:: GIVEN RECORDS ::

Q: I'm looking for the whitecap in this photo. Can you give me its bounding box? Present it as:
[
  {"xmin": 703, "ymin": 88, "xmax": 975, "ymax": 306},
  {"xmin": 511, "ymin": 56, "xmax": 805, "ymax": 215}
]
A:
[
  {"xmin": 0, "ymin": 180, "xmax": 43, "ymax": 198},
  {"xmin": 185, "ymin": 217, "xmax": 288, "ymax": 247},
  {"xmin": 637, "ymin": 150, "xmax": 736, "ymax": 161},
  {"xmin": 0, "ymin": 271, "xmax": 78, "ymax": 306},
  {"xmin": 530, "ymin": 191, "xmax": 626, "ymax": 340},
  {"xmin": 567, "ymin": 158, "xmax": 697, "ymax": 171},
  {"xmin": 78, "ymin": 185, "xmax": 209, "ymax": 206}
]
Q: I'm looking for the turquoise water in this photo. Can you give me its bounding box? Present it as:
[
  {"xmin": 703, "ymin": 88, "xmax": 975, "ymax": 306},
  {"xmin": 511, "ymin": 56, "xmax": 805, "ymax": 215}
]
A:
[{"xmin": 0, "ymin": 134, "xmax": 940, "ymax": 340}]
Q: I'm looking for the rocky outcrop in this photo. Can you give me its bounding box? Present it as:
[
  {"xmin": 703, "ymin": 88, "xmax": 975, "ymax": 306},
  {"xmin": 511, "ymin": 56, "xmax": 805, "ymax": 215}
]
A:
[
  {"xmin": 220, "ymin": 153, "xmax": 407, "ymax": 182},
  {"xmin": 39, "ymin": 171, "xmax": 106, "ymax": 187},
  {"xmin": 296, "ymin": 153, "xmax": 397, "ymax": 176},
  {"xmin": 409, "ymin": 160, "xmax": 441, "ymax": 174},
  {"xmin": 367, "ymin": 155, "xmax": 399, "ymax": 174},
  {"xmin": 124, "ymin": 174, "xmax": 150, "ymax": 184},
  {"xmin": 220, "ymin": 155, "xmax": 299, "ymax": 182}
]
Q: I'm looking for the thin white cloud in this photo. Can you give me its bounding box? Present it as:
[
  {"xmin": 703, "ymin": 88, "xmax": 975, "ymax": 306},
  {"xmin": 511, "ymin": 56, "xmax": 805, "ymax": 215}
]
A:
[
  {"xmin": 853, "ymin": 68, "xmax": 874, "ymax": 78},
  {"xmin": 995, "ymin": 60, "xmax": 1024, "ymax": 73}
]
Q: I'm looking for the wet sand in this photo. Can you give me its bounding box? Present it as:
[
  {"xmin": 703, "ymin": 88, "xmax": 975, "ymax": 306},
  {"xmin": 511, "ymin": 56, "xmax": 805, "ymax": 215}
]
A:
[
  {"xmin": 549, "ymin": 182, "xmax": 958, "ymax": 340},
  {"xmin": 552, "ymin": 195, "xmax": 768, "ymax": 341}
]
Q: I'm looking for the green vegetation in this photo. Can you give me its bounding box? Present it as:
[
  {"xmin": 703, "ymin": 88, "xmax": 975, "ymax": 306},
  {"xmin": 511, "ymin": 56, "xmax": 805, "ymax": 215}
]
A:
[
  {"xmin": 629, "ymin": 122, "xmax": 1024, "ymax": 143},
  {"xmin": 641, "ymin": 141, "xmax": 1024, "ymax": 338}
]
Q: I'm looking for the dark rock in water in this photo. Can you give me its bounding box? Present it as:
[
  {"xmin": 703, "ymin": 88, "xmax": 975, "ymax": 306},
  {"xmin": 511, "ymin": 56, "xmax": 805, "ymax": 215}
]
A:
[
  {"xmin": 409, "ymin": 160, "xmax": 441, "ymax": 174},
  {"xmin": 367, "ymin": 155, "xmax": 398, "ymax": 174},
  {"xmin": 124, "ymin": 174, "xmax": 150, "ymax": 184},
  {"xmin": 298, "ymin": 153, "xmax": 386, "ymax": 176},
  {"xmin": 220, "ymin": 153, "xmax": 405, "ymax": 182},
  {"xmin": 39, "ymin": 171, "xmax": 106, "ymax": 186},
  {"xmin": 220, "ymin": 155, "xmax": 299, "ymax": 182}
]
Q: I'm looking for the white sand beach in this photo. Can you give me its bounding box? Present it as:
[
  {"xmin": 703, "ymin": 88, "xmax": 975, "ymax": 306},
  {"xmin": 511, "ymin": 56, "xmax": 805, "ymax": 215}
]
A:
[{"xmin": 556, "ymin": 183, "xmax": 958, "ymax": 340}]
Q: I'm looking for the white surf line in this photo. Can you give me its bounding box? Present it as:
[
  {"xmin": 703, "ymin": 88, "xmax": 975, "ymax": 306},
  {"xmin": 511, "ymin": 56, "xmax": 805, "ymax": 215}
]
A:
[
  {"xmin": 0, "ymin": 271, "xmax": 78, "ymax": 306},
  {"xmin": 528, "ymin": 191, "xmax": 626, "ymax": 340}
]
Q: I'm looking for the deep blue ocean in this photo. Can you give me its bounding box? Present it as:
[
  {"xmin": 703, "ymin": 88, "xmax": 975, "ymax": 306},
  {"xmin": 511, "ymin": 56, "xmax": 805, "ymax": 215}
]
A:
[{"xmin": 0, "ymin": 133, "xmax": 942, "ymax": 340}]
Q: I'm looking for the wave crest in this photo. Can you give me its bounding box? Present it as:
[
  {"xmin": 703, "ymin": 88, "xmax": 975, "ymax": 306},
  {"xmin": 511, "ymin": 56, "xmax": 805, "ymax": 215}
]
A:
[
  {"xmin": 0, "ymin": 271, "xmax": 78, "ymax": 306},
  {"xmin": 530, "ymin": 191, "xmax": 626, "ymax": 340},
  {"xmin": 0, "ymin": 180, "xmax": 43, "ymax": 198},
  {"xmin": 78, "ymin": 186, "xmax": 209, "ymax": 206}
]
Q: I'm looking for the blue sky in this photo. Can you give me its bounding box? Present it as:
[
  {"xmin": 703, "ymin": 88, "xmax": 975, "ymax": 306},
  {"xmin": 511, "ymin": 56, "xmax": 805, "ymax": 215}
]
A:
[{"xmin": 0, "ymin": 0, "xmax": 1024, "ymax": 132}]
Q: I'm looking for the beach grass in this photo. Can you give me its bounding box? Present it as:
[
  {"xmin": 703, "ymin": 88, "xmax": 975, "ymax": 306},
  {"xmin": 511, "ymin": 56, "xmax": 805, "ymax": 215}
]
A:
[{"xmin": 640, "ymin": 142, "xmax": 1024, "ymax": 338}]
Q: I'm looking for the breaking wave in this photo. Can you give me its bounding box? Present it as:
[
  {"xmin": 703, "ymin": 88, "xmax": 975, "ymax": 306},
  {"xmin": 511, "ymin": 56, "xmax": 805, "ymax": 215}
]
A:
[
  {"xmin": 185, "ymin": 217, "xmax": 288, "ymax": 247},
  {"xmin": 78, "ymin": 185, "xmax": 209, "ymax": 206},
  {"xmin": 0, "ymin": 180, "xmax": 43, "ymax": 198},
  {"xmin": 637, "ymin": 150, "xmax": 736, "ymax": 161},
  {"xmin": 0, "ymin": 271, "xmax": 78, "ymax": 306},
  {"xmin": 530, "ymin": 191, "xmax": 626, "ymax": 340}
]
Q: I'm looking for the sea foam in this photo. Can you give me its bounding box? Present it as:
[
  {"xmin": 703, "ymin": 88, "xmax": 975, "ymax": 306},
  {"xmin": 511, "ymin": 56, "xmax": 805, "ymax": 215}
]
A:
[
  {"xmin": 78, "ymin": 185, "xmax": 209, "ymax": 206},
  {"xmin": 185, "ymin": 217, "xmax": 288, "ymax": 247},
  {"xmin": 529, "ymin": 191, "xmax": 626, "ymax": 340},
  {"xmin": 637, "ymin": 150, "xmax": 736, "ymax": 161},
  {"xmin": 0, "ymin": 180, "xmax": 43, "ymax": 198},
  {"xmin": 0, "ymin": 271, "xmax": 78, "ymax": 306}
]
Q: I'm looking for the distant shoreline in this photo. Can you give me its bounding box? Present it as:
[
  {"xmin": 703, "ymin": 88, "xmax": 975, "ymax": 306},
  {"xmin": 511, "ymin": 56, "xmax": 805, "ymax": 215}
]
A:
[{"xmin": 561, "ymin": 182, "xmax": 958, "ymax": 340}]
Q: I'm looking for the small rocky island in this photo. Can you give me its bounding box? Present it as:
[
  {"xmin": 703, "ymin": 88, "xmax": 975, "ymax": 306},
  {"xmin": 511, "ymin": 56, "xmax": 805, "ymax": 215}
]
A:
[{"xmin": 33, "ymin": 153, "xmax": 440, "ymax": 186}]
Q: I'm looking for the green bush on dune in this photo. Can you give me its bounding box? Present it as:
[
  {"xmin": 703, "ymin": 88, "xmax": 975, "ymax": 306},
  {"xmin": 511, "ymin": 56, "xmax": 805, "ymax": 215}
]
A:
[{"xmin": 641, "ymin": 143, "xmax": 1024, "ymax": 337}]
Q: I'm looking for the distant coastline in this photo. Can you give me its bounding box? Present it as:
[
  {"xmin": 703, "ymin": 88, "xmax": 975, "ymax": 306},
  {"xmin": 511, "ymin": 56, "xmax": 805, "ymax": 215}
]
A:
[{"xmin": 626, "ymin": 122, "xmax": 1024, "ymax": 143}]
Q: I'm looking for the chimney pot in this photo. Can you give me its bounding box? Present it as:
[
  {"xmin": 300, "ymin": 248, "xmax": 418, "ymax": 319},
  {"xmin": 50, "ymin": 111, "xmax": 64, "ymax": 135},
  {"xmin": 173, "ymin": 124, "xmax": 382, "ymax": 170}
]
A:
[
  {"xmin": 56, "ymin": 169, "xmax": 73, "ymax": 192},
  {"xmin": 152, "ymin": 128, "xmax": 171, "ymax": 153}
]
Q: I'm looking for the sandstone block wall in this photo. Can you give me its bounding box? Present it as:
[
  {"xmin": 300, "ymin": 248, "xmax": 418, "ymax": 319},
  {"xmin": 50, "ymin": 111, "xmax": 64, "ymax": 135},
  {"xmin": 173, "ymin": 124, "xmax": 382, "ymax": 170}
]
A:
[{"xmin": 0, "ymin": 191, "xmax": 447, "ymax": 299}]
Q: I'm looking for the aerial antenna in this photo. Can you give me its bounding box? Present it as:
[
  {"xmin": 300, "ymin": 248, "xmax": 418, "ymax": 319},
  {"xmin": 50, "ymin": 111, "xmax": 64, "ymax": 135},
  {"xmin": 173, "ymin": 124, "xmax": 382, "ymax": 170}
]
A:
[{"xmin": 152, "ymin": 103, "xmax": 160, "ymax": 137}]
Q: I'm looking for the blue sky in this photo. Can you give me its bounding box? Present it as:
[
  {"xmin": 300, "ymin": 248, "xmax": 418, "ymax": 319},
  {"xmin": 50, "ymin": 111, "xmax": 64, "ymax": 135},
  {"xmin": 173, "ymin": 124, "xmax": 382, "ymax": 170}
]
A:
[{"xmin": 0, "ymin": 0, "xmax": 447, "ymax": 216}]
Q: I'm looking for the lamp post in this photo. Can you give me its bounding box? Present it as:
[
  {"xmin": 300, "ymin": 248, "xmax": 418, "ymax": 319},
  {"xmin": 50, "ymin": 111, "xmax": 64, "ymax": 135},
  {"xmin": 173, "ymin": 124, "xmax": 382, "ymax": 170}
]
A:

:::

TASK BRIEF – Repeat verbatim every line from the one containing "Q: I'm looking for the lamp" down to the end of the data above.

REPLY –
Q: I'm looking for the lamp post in this photo. Can you give me its bounding box? Present it as:
[
  {"xmin": 300, "ymin": 248, "xmax": 418, "ymax": 319},
  {"xmin": 50, "ymin": 111, "xmax": 64, "ymax": 135},
  {"xmin": 173, "ymin": 124, "xmax": 382, "ymax": 170}
]
A:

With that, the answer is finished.